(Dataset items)
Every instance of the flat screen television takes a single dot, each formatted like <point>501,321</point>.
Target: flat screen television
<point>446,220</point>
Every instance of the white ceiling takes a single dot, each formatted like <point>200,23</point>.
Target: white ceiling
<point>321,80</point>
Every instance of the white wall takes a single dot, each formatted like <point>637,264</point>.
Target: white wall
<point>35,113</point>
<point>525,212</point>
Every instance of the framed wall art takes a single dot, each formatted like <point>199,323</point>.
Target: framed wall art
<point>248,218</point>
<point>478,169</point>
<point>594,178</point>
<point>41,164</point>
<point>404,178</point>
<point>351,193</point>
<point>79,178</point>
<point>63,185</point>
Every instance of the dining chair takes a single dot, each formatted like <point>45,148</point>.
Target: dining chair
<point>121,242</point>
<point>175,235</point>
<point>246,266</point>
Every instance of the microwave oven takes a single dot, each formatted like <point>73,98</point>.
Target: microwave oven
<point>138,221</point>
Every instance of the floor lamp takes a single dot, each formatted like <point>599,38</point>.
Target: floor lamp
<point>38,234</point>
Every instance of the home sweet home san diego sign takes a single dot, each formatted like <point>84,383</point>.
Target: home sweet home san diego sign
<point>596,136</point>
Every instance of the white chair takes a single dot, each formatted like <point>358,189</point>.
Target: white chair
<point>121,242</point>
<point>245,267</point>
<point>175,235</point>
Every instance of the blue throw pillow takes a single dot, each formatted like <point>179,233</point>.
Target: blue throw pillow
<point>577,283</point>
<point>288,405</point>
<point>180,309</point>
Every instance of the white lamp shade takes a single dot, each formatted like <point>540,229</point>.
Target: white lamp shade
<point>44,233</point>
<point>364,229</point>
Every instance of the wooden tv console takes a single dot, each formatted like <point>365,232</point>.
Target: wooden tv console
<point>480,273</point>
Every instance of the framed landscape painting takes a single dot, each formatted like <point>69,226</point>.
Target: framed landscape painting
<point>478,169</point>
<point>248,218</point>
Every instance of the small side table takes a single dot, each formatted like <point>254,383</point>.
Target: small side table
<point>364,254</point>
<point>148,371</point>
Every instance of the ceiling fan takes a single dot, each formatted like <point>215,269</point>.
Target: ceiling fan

* PROMPT:
Return all of the data above, line for line, with nothing changed.

* TASK OUTPUT:
Every instance of the flat screen television takes a single dot, each formatted like <point>501,321</point>.
Target: flat screen television
<point>446,220</point>
Every instance of the white ceiling takes a single dot, each formatted like <point>200,23</point>.
Target: white ceiling
<point>321,80</point>
Every instance of the white wall takes a single dot, each formatted like <point>637,264</point>.
Target: white wall
<point>35,113</point>
<point>525,212</point>
Every instance of the framed wall art takes a single dot, each formatted like <point>199,323</point>.
Target: framed wall art
<point>248,218</point>
<point>478,169</point>
<point>594,178</point>
<point>41,164</point>
<point>404,178</point>
<point>351,193</point>
<point>79,178</point>
<point>63,185</point>
Every instance of the dining chair takes a single dot, each formatted like <point>45,148</point>.
Target: dining chair
<point>121,242</point>
<point>175,235</point>
<point>246,266</point>
Every instance of the microwave oven takes a single dot, each formatted like <point>73,98</point>.
Target: microwave oven
<point>138,221</point>
Every instance of the floor lamp takes a single dot, each formatted like <point>599,38</point>.
Target: floor lamp
<point>38,234</point>
Every instance of the home sweet home san diego sign takes a single dot, each formatted like <point>84,383</point>.
Target: home sweet home san diego sign
<point>596,136</point>
Every instance of the white chair takes a single dot, each formatted like <point>358,189</point>.
Target: white chair
<point>121,242</point>
<point>245,267</point>
<point>175,235</point>
Every instance of the blue throw pillow takes a single dot, each formatted like <point>179,233</point>.
Target: blue throw pillow
<point>577,283</point>
<point>288,405</point>
<point>180,309</point>
Every instance of the white lamp shade takes a single dot, each formatted like <point>540,229</point>.
Target: white lamp shade
<point>44,233</point>
<point>364,229</point>
Every instance of the wooden tv console takes a single dot, each formatted like <point>365,232</point>.
Target: wooden tv console
<point>480,273</point>
Every instance of the framed landscape painting takes a single dot, each formatted like <point>69,226</point>.
Target: framed landscape painting
<point>478,169</point>
<point>248,218</point>
Every instance of the small side table takes a single dot, each formatted like <point>254,383</point>.
Target: small side table
<point>364,254</point>
<point>148,371</point>
Every instance of the ceiling fan takes a single dot, each formatted like <point>215,269</point>.
Target: ceiling fan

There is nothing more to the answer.